CONSIGNE -> Prolongez le compte rendu ci-dessous de la rencontre consacrée à l'agroécologie, à partir de sa dernière phrase.

PASSAGE FOURNI ->
*****

Irene Cardoso, se basant sur l’exemple du Brésil a retracé l’émergence de l’agroécologie dans ce pays à partir des années 1970 par des acteurs inspirés par la théologie de la libération via divers mouvements sociaux ; Elle a évoqué la prise ne compte de l’agroécologie par la recherche agricole officielle (Empraba ) du pays. Tout en défendant la nécessité de politiques publiques, elle a insisté sur la voie du partage des connaissances de paysan à paysan afin de favoriser leur autonomie visant l’accès aux facteurs de production. Elle a dénoncé le fait qu’au Brésil ceux-ci sont encore majoritairement aux mains des gros producteurs malgré le fait que 85 % de la nourriture des brésiliens provienne des 25 % de la surface agricole cultivée par les petits agriculteurs. Elle a rappelé toutefois que le programme « zéro faim » avait permis de sortir plus de 30 millions de personne de la pauvreté.

Paul Mapfumo de l’université du Zimbabwe a reconnu que la science a souvent négligé l’approche système et que la participation des agriculteurs enrichit la connaissance de manière significative.

Gaetan Vanloqueren a regretté qu’il y ait peu de travaux sur le lien entre agroécologie et emploi. Tout en mentionnant que divers principes tels que la production de connaissances, le renforcement de l’autonomie des producteurs, le renforcement de l’équité sociale, le renforcement de la démocratie, le renforcement du lien social générés par l’agroécologie avaient un impact favorable sur l’emploi. Il a estimé que l’économie n’était pas un bon cadre pour évaluer l’agroécologie, mais que celle-ci devait être faite à partir d’une approche muli-critères.

Plus de 70 posters proposés par les participants étaient installés dans le hall de l’institution dédié à l’année Internationale de l’agriculture familiale.

Un segment de haut niveau en faveur de l’agroécologie
Un segment de haut niveau comprenant entres autres le directeur général de la FAO Mr José Graziano da Silva, plusieurs ministres de l’agriculture dont Mr Le Foll ( France), Mr Papa Abdoulaye Seck ( Sénégal) ou Luis felipe Arauz-Vavalli (Costa Rica) et deux interventions par vidéo conférence ont conclu la rencontre. L’on retiendra en particulier la déclaration de Mr Graziano estimant « que nous n’avons pas besoin des OGM pour lutter contre la faim et assurer la sécurité alimentaire et que l’agroécologie offre un potentiel à explorer » ou que « nous allons organiser des conférences régionales en Afrique, en Asie et en Amérique latine pour poursuivre le dialogue sur ce sujet » .

*****

LIGNES FOURNIES ->
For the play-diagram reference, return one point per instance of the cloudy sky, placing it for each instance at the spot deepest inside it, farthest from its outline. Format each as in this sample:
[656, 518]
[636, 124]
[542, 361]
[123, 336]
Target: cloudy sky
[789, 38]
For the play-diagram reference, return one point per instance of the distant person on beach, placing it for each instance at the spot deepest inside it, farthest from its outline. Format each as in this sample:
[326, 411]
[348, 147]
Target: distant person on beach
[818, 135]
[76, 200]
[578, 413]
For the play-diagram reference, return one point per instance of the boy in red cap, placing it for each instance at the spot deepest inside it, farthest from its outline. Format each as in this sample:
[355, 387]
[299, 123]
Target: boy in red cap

*****

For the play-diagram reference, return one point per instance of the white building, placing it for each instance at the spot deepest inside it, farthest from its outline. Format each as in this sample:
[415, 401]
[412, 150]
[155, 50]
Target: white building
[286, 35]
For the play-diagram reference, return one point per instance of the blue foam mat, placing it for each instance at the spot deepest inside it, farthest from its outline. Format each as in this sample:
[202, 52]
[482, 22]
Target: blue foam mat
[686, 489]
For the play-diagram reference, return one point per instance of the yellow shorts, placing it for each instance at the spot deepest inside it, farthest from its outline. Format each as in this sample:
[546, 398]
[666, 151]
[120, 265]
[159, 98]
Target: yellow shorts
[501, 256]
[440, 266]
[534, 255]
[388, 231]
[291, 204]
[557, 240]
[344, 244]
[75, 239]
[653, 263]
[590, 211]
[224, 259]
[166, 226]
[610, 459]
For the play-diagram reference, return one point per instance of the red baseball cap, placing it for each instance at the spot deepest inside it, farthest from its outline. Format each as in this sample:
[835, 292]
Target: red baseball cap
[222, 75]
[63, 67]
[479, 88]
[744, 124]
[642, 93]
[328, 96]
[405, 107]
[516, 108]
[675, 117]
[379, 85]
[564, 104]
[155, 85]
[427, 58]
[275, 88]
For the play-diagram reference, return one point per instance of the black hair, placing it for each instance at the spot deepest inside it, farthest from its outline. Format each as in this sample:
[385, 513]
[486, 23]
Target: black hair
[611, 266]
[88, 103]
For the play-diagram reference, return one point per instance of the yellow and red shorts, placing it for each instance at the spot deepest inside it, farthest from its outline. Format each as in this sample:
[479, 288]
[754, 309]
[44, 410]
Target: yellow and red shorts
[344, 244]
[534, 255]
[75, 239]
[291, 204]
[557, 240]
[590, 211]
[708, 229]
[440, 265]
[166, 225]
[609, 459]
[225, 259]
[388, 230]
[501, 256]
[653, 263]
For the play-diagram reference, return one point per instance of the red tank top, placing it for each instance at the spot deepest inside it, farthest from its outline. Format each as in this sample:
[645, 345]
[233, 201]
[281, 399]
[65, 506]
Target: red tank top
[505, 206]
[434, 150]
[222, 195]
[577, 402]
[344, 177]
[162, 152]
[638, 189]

*****

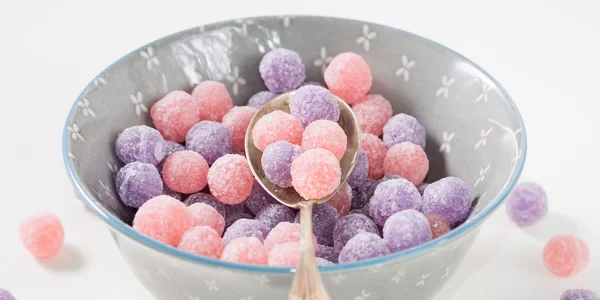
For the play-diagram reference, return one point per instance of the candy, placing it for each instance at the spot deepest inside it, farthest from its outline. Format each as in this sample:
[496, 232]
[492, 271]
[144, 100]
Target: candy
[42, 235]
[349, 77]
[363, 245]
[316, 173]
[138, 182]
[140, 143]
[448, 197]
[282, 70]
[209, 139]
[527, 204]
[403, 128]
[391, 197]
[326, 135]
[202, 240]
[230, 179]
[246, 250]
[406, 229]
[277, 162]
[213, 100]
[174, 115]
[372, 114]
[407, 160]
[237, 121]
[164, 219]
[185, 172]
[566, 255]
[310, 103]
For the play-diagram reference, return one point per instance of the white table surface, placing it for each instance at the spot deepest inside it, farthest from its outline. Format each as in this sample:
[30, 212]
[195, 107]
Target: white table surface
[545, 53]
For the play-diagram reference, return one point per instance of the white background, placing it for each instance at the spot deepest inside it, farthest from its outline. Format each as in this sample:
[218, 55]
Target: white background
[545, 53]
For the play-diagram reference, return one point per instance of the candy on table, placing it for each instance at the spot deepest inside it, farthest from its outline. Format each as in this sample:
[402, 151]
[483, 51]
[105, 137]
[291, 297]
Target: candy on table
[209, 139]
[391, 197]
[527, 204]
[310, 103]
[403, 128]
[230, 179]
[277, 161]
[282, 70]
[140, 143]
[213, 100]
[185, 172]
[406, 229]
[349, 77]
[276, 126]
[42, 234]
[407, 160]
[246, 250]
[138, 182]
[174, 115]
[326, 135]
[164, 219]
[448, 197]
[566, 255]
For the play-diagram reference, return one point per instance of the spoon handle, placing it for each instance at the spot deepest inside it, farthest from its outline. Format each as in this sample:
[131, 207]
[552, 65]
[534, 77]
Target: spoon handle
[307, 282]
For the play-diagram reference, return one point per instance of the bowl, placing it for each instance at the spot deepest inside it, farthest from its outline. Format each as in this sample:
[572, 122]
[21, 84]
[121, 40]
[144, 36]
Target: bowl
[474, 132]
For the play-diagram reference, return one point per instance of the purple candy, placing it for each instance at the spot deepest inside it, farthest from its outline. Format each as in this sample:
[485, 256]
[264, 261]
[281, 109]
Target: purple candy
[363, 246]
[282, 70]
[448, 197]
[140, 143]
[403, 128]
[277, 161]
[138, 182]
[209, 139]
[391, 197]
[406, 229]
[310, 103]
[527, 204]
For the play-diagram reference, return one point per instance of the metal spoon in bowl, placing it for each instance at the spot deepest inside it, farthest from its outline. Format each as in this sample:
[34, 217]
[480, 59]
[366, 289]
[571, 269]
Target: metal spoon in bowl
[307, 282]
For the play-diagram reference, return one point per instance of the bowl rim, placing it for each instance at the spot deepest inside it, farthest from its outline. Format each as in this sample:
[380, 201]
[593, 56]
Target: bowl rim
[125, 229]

*****

TEXTE PRODUIT ->
« Nous devons raisonner à l’échelle du monde, à un moment où les ressources se raréfient et commandent des modes de production plus durables, mais aussi à un moment où nous devons faire face à la perspective de nourrir 9 mds d’individus à échéance 2050 » a indiqué S. LE FOLL en rappelant l’adoption de la loi d’avenir pour l’agriculture en France.

Quant au Ministre de l’Algérie il a souligné la proximité de l’agriculture oasienne avec l’agroécologie en insistant sur les pratiques traditionnelles.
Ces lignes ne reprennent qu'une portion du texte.